TASK REQUIREMENTS >>
Go to the line below containing "Target: concrete bridge" and print exactly from there through the line containing "Target: bridge underside", both included. Print nothing else.

......

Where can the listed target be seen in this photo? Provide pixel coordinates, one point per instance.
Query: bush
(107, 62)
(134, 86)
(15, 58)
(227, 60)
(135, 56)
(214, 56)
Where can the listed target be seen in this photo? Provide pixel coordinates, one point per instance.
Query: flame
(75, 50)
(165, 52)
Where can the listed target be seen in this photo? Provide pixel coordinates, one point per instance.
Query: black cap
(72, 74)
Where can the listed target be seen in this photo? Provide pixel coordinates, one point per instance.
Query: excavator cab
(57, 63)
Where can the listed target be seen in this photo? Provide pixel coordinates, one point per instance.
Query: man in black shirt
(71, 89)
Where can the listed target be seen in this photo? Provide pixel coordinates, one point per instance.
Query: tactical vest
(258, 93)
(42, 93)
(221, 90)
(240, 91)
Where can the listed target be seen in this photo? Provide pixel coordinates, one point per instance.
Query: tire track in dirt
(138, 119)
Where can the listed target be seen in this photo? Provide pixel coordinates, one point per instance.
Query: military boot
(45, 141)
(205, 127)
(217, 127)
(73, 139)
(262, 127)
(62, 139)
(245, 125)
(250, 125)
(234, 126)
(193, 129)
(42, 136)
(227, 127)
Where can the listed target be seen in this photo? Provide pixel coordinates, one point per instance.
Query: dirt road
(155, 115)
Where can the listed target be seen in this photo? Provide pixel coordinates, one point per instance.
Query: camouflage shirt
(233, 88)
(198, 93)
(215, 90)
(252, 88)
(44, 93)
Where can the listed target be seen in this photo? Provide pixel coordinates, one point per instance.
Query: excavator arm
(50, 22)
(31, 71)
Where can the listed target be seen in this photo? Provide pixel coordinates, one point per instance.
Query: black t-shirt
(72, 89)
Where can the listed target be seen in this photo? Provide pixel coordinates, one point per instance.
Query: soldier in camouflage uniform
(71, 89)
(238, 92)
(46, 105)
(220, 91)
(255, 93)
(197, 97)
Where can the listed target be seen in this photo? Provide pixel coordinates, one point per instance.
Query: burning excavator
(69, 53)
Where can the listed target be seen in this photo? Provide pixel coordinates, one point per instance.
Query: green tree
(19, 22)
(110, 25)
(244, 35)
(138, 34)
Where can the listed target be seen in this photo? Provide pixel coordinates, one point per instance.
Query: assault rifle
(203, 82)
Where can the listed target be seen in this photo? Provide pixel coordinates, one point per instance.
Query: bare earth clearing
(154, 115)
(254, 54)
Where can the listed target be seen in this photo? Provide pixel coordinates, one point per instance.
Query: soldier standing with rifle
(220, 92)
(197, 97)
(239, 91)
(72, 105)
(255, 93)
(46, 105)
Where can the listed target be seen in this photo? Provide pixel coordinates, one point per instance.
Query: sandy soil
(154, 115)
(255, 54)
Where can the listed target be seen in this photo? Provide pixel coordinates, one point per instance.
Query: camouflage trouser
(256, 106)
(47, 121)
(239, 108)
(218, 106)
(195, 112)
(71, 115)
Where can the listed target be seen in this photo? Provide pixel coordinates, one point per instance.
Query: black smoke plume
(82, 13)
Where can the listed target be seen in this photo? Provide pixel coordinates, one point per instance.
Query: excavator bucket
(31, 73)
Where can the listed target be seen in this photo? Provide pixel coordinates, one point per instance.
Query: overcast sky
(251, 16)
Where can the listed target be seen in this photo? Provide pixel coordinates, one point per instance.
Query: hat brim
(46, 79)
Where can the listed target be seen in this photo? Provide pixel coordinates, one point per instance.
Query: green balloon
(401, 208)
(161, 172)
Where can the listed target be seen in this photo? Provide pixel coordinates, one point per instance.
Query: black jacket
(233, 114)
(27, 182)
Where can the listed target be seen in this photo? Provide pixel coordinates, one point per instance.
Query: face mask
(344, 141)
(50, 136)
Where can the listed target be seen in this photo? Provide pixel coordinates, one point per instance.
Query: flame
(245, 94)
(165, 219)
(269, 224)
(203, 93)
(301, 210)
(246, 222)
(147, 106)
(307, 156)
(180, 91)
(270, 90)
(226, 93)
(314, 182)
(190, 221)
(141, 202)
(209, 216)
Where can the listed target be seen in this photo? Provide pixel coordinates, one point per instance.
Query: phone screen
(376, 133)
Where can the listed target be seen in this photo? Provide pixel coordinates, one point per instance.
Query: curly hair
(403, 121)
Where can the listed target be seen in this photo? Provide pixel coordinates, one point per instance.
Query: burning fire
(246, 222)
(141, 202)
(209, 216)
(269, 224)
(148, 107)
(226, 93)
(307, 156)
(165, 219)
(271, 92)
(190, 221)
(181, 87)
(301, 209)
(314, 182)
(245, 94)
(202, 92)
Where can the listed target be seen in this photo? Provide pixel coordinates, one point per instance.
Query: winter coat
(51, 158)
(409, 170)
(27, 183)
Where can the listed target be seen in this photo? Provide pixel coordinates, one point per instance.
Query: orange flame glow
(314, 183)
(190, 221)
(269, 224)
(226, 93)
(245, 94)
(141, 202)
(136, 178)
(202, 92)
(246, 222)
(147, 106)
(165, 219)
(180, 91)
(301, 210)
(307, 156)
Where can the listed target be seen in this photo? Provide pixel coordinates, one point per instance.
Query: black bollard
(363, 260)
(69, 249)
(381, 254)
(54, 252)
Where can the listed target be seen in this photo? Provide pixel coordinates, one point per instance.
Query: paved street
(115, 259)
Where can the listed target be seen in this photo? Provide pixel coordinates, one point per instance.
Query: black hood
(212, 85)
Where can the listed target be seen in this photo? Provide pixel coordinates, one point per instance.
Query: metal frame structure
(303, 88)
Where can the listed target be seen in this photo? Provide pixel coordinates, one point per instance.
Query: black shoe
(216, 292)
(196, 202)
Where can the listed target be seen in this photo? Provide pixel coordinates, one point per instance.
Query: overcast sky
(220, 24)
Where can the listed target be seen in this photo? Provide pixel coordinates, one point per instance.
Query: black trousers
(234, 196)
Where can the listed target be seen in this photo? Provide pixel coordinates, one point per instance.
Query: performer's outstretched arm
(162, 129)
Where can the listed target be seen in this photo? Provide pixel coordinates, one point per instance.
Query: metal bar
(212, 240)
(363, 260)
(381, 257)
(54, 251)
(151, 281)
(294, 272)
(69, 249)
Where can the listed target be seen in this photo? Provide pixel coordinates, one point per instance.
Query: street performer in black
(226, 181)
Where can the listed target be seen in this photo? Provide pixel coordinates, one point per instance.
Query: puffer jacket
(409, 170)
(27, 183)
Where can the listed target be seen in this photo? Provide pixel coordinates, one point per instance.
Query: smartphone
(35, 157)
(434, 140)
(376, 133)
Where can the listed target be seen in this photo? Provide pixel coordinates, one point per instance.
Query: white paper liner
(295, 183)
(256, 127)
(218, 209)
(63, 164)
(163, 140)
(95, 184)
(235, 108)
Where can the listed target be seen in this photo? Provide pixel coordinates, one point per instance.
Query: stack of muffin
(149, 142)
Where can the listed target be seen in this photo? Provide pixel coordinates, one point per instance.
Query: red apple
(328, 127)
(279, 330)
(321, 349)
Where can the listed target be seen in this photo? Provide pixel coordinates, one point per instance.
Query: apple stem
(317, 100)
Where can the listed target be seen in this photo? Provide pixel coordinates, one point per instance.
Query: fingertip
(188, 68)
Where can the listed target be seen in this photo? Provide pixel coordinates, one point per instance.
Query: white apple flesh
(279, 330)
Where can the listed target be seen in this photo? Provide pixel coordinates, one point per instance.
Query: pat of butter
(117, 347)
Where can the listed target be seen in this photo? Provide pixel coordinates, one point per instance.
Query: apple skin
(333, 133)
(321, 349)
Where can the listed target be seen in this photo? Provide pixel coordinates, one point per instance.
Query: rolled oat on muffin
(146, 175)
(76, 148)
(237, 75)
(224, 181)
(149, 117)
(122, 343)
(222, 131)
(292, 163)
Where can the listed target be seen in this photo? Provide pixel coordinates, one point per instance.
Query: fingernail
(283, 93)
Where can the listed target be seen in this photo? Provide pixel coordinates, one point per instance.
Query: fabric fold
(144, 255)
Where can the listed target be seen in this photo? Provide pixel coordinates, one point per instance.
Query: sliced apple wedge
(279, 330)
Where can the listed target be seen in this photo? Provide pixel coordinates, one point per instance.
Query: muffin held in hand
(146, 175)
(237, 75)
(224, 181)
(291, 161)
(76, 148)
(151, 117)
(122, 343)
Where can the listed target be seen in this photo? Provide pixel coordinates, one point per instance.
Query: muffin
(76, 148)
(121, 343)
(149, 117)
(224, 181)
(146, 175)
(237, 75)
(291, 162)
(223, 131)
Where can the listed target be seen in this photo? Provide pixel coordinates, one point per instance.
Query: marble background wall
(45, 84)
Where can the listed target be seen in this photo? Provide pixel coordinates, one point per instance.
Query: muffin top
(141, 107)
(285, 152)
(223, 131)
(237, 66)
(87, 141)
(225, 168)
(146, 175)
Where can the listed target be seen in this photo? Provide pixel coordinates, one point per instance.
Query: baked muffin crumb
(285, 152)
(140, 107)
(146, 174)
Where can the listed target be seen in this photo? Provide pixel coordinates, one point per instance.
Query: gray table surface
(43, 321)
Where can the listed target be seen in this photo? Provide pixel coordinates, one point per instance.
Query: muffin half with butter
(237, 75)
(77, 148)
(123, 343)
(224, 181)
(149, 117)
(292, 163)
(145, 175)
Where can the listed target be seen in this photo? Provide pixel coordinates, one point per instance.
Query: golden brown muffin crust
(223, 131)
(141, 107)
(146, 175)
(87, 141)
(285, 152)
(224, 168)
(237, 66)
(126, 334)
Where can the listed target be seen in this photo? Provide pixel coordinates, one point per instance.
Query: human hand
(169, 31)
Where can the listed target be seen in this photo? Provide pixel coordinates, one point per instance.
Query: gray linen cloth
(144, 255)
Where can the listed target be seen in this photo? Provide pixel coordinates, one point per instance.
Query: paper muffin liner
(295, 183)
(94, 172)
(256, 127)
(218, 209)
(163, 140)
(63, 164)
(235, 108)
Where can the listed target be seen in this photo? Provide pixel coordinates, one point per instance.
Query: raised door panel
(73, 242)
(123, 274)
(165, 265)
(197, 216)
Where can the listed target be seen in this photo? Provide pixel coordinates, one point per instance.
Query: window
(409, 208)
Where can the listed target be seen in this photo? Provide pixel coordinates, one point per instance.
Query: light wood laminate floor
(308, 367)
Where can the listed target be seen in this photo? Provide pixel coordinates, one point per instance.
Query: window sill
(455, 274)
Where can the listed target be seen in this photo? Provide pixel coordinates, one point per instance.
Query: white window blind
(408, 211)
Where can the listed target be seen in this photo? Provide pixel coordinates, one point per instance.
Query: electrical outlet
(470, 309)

......

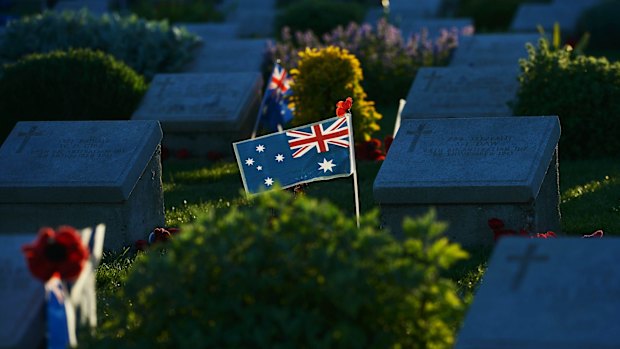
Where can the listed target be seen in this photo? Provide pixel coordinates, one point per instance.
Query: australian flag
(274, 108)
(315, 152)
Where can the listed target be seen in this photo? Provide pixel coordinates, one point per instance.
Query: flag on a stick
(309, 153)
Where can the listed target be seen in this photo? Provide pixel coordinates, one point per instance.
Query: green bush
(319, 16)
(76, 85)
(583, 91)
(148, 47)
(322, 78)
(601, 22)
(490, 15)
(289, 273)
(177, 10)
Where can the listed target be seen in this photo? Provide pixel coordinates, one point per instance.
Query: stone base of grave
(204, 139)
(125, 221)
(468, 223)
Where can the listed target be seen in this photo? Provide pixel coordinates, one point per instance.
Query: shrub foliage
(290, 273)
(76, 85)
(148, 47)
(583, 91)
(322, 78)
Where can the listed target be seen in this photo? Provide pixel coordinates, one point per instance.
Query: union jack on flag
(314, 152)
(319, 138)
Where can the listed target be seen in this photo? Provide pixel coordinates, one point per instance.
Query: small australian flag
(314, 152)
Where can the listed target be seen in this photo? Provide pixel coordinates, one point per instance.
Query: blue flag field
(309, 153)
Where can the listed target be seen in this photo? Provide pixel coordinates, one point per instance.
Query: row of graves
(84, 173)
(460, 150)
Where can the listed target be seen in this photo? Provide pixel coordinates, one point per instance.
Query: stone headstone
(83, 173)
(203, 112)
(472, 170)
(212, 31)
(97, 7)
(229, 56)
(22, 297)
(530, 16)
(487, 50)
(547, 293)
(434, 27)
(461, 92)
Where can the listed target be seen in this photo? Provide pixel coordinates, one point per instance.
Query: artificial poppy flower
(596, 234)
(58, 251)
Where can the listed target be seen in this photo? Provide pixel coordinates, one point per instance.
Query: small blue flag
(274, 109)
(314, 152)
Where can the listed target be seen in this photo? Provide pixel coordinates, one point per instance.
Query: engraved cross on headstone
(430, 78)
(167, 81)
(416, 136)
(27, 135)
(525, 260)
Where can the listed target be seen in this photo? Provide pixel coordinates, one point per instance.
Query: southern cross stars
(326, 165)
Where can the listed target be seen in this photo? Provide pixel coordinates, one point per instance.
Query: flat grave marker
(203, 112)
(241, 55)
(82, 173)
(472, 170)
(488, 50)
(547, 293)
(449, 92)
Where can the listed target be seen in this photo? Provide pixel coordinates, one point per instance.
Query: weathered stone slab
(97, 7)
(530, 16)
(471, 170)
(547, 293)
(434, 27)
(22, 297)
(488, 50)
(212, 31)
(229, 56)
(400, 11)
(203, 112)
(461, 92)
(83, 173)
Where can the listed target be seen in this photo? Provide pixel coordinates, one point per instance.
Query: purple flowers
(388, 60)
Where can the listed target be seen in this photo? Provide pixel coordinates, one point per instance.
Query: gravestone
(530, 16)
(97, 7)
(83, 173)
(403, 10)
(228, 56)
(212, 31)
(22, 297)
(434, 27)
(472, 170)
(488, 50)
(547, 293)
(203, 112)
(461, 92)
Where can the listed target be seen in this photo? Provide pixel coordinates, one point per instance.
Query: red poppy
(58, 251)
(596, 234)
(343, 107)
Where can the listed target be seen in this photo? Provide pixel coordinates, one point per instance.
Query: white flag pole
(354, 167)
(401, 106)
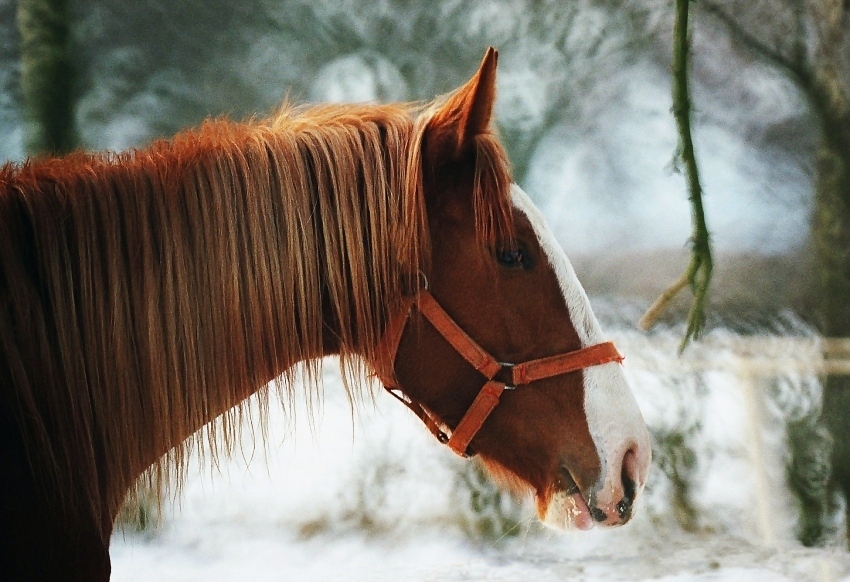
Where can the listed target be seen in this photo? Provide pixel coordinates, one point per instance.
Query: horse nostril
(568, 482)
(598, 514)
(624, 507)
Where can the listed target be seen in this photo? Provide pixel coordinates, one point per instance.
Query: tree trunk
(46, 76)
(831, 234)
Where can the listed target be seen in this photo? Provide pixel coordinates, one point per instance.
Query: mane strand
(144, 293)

......

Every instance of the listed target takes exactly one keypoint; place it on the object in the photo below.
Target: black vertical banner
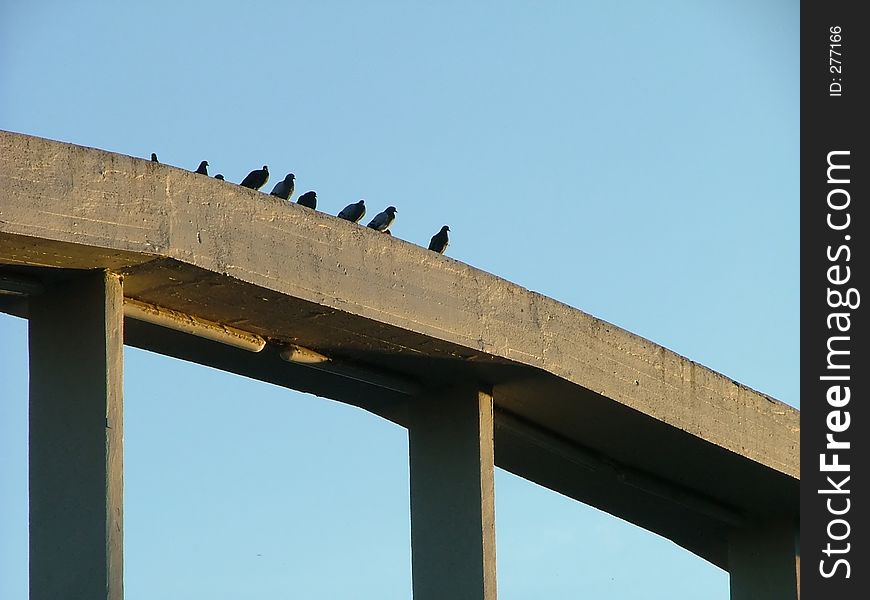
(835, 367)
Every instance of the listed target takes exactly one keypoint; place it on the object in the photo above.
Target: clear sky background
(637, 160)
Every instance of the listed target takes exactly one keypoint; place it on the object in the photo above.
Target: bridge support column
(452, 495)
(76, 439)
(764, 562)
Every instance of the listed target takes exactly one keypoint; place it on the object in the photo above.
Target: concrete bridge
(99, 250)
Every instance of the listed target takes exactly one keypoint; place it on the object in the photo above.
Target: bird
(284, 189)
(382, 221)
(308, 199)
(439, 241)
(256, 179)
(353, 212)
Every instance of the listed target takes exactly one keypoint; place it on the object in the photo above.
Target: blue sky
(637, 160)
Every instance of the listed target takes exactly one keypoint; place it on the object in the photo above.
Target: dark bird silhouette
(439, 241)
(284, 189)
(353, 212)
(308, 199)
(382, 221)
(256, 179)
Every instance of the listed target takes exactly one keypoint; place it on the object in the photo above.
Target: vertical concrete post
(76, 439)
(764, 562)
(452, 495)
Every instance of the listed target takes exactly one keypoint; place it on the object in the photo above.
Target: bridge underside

......

RESPONSE TO THIS TASK >>
Target: concrete bridge
(99, 250)
Every instance of the listed target takes exactly one keypoint; place it on the object in the photo above.
Target: bird
(284, 189)
(382, 221)
(308, 199)
(439, 241)
(256, 179)
(353, 212)
Every instance of the listed target takes exactly one keypoint; place it on the object in the photo above.
Target: blue sky
(637, 160)
Every instance of the listed target takes exactly one keypoint; place it on the object in the photo above.
Target: dark bird silhouette
(439, 241)
(284, 189)
(353, 212)
(308, 199)
(382, 221)
(256, 179)
Every instance of the listed target takes exactly one keypoint; place it on the object in the photo above.
Target: vertical concrete post
(76, 439)
(764, 562)
(452, 495)
Every instance of the listed target takes exactly one keypoint; place it on the object in the photo above.
Target: bridge underside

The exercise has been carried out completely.